RECORDS SHOWN —
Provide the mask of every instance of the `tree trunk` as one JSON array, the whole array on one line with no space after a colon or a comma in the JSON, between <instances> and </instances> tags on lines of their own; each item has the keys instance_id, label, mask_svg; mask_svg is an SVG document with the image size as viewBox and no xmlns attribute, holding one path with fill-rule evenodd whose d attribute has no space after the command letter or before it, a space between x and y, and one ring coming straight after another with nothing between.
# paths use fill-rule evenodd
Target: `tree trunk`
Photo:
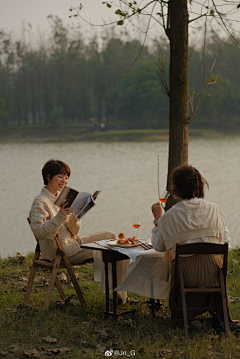
<instances>
[{"instance_id":1,"label":"tree trunk","mask_svg":"<svg viewBox=\"0 0 240 359\"><path fill-rule=\"evenodd\" d=\"M188 8L187 0L170 0L170 101L167 190L174 167L188 163ZM169 209L176 201L167 201Z\"/></svg>"}]
</instances>

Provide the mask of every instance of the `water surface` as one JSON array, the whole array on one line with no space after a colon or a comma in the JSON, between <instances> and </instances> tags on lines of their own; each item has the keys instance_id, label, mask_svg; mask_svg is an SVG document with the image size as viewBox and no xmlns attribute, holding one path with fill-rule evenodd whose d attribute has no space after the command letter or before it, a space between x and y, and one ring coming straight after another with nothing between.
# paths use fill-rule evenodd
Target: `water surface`
<instances>
[{"instance_id":1,"label":"water surface","mask_svg":"<svg viewBox=\"0 0 240 359\"><path fill-rule=\"evenodd\" d=\"M151 205L157 201L157 156L160 185L165 189L168 142L0 144L2 185L0 255L34 251L27 223L32 201L43 186L41 169L50 158L71 168L69 185L81 191L101 190L97 205L82 220L80 235L101 230L133 235L132 220L140 216L139 236L149 237ZM240 245L240 137L190 140L189 163L207 178L206 199L227 215L233 247Z\"/></svg>"}]
</instances>

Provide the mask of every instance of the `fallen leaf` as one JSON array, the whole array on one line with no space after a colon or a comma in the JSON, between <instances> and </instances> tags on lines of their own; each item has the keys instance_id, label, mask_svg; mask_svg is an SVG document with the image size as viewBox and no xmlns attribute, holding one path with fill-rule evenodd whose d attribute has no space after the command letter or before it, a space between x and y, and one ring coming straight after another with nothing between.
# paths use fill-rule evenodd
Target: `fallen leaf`
<instances>
[{"instance_id":1,"label":"fallen leaf","mask_svg":"<svg viewBox=\"0 0 240 359\"><path fill-rule=\"evenodd\" d=\"M89 325L89 322L82 322L82 324Z\"/></svg>"},{"instance_id":2,"label":"fallen leaf","mask_svg":"<svg viewBox=\"0 0 240 359\"><path fill-rule=\"evenodd\" d=\"M59 280L64 280L64 281L67 281L67 276L65 273L61 273L58 275L58 279Z\"/></svg>"},{"instance_id":3,"label":"fallen leaf","mask_svg":"<svg viewBox=\"0 0 240 359\"><path fill-rule=\"evenodd\" d=\"M210 339L210 340L218 340L218 339L219 339L219 335L213 335L213 334L211 334L211 335L209 335L209 339Z\"/></svg>"},{"instance_id":4,"label":"fallen leaf","mask_svg":"<svg viewBox=\"0 0 240 359\"><path fill-rule=\"evenodd\" d=\"M25 277L20 277L19 280L20 280L21 282L27 282L27 281L28 281L28 279L25 278Z\"/></svg>"},{"instance_id":5,"label":"fallen leaf","mask_svg":"<svg viewBox=\"0 0 240 359\"><path fill-rule=\"evenodd\" d=\"M234 270L228 271L227 274L229 274L229 275L234 275Z\"/></svg>"},{"instance_id":6,"label":"fallen leaf","mask_svg":"<svg viewBox=\"0 0 240 359\"><path fill-rule=\"evenodd\" d=\"M46 337L43 337L41 339L44 340L46 343L57 343L57 339L52 338L49 335L47 335Z\"/></svg>"},{"instance_id":7,"label":"fallen leaf","mask_svg":"<svg viewBox=\"0 0 240 359\"><path fill-rule=\"evenodd\" d=\"M237 261L236 259L232 259L232 262L239 265L239 261Z\"/></svg>"},{"instance_id":8,"label":"fallen leaf","mask_svg":"<svg viewBox=\"0 0 240 359\"><path fill-rule=\"evenodd\" d=\"M10 351L11 353L17 353L20 349L21 349L20 347L16 346L16 347L10 349L9 351Z\"/></svg>"},{"instance_id":9,"label":"fallen leaf","mask_svg":"<svg viewBox=\"0 0 240 359\"><path fill-rule=\"evenodd\" d=\"M70 349L67 347L47 349L48 353L59 354L62 352L68 352Z\"/></svg>"},{"instance_id":10,"label":"fallen leaf","mask_svg":"<svg viewBox=\"0 0 240 359\"><path fill-rule=\"evenodd\" d=\"M239 297L231 297L230 295L228 296L229 302L237 302L239 300Z\"/></svg>"},{"instance_id":11,"label":"fallen leaf","mask_svg":"<svg viewBox=\"0 0 240 359\"><path fill-rule=\"evenodd\" d=\"M66 297L65 299L57 300L57 301L55 302L55 304L64 307L65 305L68 305L68 304L71 302L72 297L73 297L73 295L70 295L69 297Z\"/></svg>"},{"instance_id":12,"label":"fallen leaf","mask_svg":"<svg viewBox=\"0 0 240 359\"><path fill-rule=\"evenodd\" d=\"M18 255L18 262L21 264L24 261L25 257L22 256L21 253L19 252L17 252L17 255Z\"/></svg>"},{"instance_id":13,"label":"fallen leaf","mask_svg":"<svg viewBox=\"0 0 240 359\"><path fill-rule=\"evenodd\" d=\"M42 354L39 350L33 348L29 350L24 350L24 354L26 354L29 358L40 358Z\"/></svg>"},{"instance_id":14,"label":"fallen leaf","mask_svg":"<svg viewBox=\"0 0 240 359\"><path fill-rule=\"evenodd\" d=\"M73 304L73 305L82 305L80 302L79 302L79 300L77 300L77 299L71 299L70 300L70 304Z\"/></svg>"},{"instance_id":15,"label":"fallen leaf","mask_svg":"<svg viewBox=\"0 0 240 359\"><path fill-rule=\"evenodd\" d=\"M163 349L163 350L161 350L161 353L162 354L170 354L170 353L172 353L173 351L171 350L171 349Z\"/></svg>"},{"instance_id":16,"label":"fallen leaf","mask_svg":"<svg viewBox=\"0 0 240 359\"><path fill-rule=\"evenodd\" d=\"M108 328L95 329L95 333L99 334L102 337L108 337L109 331L111 331L111 330L109 330Z\"/></svg>"}]
</instances>

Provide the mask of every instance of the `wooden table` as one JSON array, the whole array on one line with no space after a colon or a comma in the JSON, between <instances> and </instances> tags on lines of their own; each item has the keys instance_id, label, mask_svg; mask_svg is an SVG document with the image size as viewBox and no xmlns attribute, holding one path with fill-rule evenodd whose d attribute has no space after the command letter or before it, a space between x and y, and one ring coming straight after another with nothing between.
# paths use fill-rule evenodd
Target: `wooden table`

ACTION ITEM — Transcribe the lines above exactly, setting aside any picture among them.

EXERCISE ANSWER —
Provide the mask of every instance of the `tree trunk` as one JSON array, the whole array on one line with no space after a colon or a comma in the JSON, between <instances> and </instances> tags on lines of their own; each item has the keys instance_id, label, mask_svg; mask_svg is an SVG document with the image size as viewBox and no xmlns attribute, holding one path with fill-rule evenodd whose d attribute has no space after the command letter or before it, a space between x and y, and one ring coming straight after another with nothing between.
# paths use fill-rule evenodd
Target: `tree trunk`
Photo:
<instances>
[{"instance_id":1,"label":"tree trunk","mask_svg":"<svg viewBox=\"0 0 240 359\"><path fill-rule=\"evenodd\" d=\"M188 8L187 0L170 0L170 101L167 190L174 167L188 163ZM169 209L176 201L167 201Z\"/></svg>"}]
</instances>

Provide the mask of every instance of the `water surface` as one JSON array, the whole array on one line with no space after a colon or a comma in the JSON, between <instances> and </instances> tags on lines of their own; each item has the keys instance_id, label, mask_svg; mask_svg is an SVG document with the image size as viewBox and no xmlns attribute, holding one path with fill-rule evenodd whose d attribute has no space after the command letter or before it, a space between x and y, and one ring coming straight after another with nothing between.
# paths use fill-rule evenodd
Target: `water surface`
<instances>
[{"instance_id":1,"label":"water surface","mask_svg":"<svg viewBox=\"0 0 240 359\"><path fill-rule=\"evenodd\" d=\"M151 205L157 201L157 156L160 185L165 189L168 142L0 144L2 185L0 255L34 251L27 223L32 201L43 186L41 169L50 158L71 168L69 185L81 191L101 190L97 205L82 220L80 235L101 230L133 235L132 220L140 216L139 236L149 237ZM240 245L240 137L190 140L189 163L207 178L206 199L227 215L233 247Z\"/></svg>"}]
</instances>

Provide the mask of every instance of the `fallen leaf` as one JSON array, the whole array on one line with no space after a colon or a comma in the JSON, between <instances> and </instances> tags on lines of their own; each item has the keys instance_id, label, mask_svg; mask_svg is an SVG document with the image size as viewBox and no xmlns attribute, holding one path with fill-rule evenodd whose d attribute has no space after the command letter or before it, a space between x and y, and one ring coming straight after another with nothing between.
# paths use fill-rule evenodd
Target: `fallen leaf`
<instances>
[{"instance_id":1,"label":"fallen leaf","mask_svg":"<svg viewBox=\"0 0 240 359\"><path fill-rule=\"evenodd\" d=\"M89 325L89 322L82 322L82 324Z\"/></svg>"},{"instance_id":2,"label":"fallen leaf","mask_svg":"<svg viewBox=\"0 0 240 359\"><path fill-rule=\"evenodd\" d=\"M59 280L64 280L64 281L67 281L67 276L65 273L61 273L58 275L58 279Z\"/></svg>"},{"instance_id":3,"label":"fallen leaf","mask_svg":"<svg viewBox=\"0 0 240 359\"><path fill-rule=\"evenodd\" d=\"M210 339L210 340L218 340L218 339L219 339L219 335L213 335L213 334L211 334L211 335L209 335L209 339Z\"/></svg>"},{"instance_id":4,"label":"fallen leaf","mask_svg":"<svg viewBox=\"0 0 240 359\"><path fill-rule=\"evenodd\" d=\"M25 277L20 277L19 280L20 280L21 282L27 282L27 281L28 281L28 279L25 278Z\"/></svg>"},{"instance_id":5,"label":"fallen leaf","mask_svg":"<svg viewBox=\"0 0 240 359\"><path fill-rule=\"evenodd\" d=\"M234 270L228 271L227 274L229 274L229 275L234 275Z\"/></svg>"},{"instance_id":6,"label":"fallen leaf","mask_svg":"<svg viewBox=\"0 0 240 359\"><path fill-rule=\"evenodd\" d=\"M46 337L43 337L41 339L44 340L46 343L57 343L57 339L52 338L49 335L47 335Z\"/></svg>"},{"instance_id":7,"label":"fallen leaf","mask_svg":"<svg viewBox=\"0 0 240 359\"><path fill-rule=\"evenodd\" d=\"M237 261L236 259L232 259L232 262L239 265L239 261Z\"/></svg>"},{"instance_id":8,"label":"fallen leaf","mask_svg":"<svg viewBox=\"0 0 240 359\"><path fill-rule=\"evenodd\" d=\"M10 351L11 353L17 353L20 349L21 349L20 347L16 346L16 347L10 349L9 351Z\"/></svg>"},{"instance_id":9,"label":"fallen leaf","mask_svg":"<svg viewBox=\"0 0 240 359\"><path fill-rule=\"evenodd\" d=\"M70 349L67 347L47 349L48 353L59 354L62 352L68 352Z\"/></svg>"},{"instance_id":10,"label":"fallen leaf","mask_svg":"<svg viewBox=\"0 0 240 359\"><path fill-rule=\"evenodd\" d=\"M239 297L231 297L230 295L228 296L229 302L237 302L239 300Z\"/></svg>"},{"instance_id":11,"label":"fallen leaf","mask_svg":"<svg viewBox=\"0 0 240 359\"><path fill-rule=\"evenodd\" d=\"M66 297L65 299L57 300L57 301L55 302L55 304L64 307L65 305L68 305L68 304L71 302L72 297L73 297L73 295L70 295L69 297Z\"/></svg>"},{"instance_id":12,"label":"fallen leaf","mask_svg":"<svg viewBox=\"0 0 240 359\"><path fill-rule=\"evenodd\" d=\"M18 255L18 262L21 264L24 261L25 257L22 256L21 253L19 252L17 252L17 255Z\"/></svg>"},{"instance_id":13,"label":"fallen leaf","mask_svg":"<svg viewBox=\"0 0 240 359\"><path fill-rule=\"evenodd\" d=\"M42 354L39 350L33 348L29 350L24 350L24 354L26 354L29 358L40 358Z\"/></svg>"},{"instance_id":14,"label":"fallen leaf","mask_svg":"<svg viewBox=\"0 0 240 359\"><path fill-rule=\"evenodd\" d=\"M73 304L73 305L82 305L80 302L79 302L79 300L77 300L77 299L71 299L70 300L70 304Z\"/></svg>"},{"instance_id":15,"label":"fallen leaf","mask_svg":"<svg viewBox=\"0 0 240 359\"><path fill-rule=\"evenodd\" d=\"M163 349L163 350L161 350L161 353L162 354L170 354L170 353L172 353L173 351L171 350L171 349Z\"/></svg>"},{"instance_id":16,"label":"fallen leaf","mask_svg":"<svg viewBox=\"0 0 240 359\"><path fill-rule=\"evenodd\" d=\"M108 328L95 329L95 333L99 334L102 337L108 337L109 331L111 331L111 330L109 330Z\"/></svg>"}]
</instances>

Provide the mask of every instance of the `wooden table` as one JSON array, the whole array on one line with no space after a colon or a comma in the JSON, between <instances> and </instances> tags on lines of their own; each item has the keys instance_id, label, mask_svg; mask_svg is an SVG document with the image size as viewBox and no xmlns attribute, holding one path with fill-rule evenodd whose d attribute has no space after the command letter or before it, a space between x and y, and one ring coming straight after another with nothing between.
# paths use fill-rule evenodd
Target: `wooden table`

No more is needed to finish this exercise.